§ **TEXTE EXTRAIT**
——
Pour changer un peu de ces courtisanes toutes plus redondantes les unes que les autres, la MGM offre à Garbo un rôle de danseuse névrosée dans une prestigieuse production destinée à gagner l'Oscar du meilleur film, avec en prime des partenaires des plus luxueux. Sans être un chef-d'oeuvre, Grand Hotel est de facto bien meilleur que l'ensemble des films tournés par l'actrice l'année précédente, en particulier grâce à un scénario entrecroisant à merveille de multiples intrigues. Mais malheureusement, la Divine se fait voler la vedette par tous les autres interprètes. Il faut dire que Grusinskaya est un personnage assez crispant, et que ses répliques théâtrales plutôt pesantes détournent très vite l'attention vers les autres acteurs, notamment des frères Barrymore en grande forme et une tornade ultra rafraîchissante nommée Joan Crawford. A tel point que Grand Hotel n'a pas été intégré au coffret DVD Garbo mais à celui consacré à Crawford, ce qui n'est que justice car le film lui appartient. Détail non négligeable néanmoins, c'est dans cette oeuvre que la Divine prononce l'immortel "I want to be alone" qui lui collera à la peau jusqu'à la fin des temps.


As You Desire Me (George Fitzmaurice). 

Toujours dans une logique d'offrir à sa principale star des scenarii de meilleure qualité, la MGM tente d'exploiter une veine plus intellectuelle avec cette adaptation d'une pièce de Pirandello. Objectivement très plaisant, le film est idéal pour exploiter l'aura de mystère dégagée par l'actrice, laquelle y livre d'ailleurs une performance plus qu'honorable. Malheureusement, l'ensemble n'en reste pas moins raté, depuis cette perruque blonde platine qui ne sied pas du tout à Garbo, à ces personnages secondaires caricaturaux fort peu digestes. Mention spéciale à Rafaela Ottiano qui, après avoir été infoutue de reconnaître la mystérieuse inconnue de près, vient se la péter devant tout le monde sur le mode: "Je l'ai reconnue de près!" une fois son identité démasquée.
——
§ **DONNÉES BRUTES**
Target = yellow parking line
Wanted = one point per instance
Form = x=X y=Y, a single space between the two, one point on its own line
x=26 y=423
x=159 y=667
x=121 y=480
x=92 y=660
——
§ **TRAVAIL DEMANDÉ**
a. D'après le texte sur les films de Garbo, dans quel coffret DVD Grand Hotel a-t-il été intégré ?
b. Écrivez la suite du texte sur les films de Garbo.

§ **RÉPONSES FINALES**
a. Dans le coffret consacré à Joan Crawford.

b.
Visiblement embarrassée, Garbo ne peut retenir un facepalm bien compréhensible.

1933:

Queen Christina (Rouben Mamoulian). 

Fatiguée de cette série de rôles insipides et de films médiocres, Garbo prend des vacances de dix mois en Europe et laisse entendre qu'elle pourrait ne pas reprendre le chemin des studios si on ne lui propose pas un meilleur projet. La démarche s'avère payante puisque non contente de bénéficier à présent d'un contrat lui permettant de contrôler ses films, elle fait un retour triomphal avec rien moins que La Reine Christine. Forte de cette nouvelle position, la Divine fait remplacer Laurence Olivier par John Gilbert, dans une vaine tentative de l'aider à sauver sa carrière, et force est de reconnaître qu'il s'agit d'un choix judicieux. En effet, les deux acteurs éblouissent comme dans leurs grandes collaborations au temps du muet, même si Garbo capte tous les regards grâce à ce personnage royal réécrit sur mesure pour elle, grâce auquel l'actrice se délecte de jouer sur les identités sexuelles renversées. Cerise sur le gâteau, le film est un chef-d'oeuvre total, offrant à la Divine l'un des deux plus grands rôles de sa carrière. A voir et à revoir.

1934:

The Painted Veil (Richard Boleslawski).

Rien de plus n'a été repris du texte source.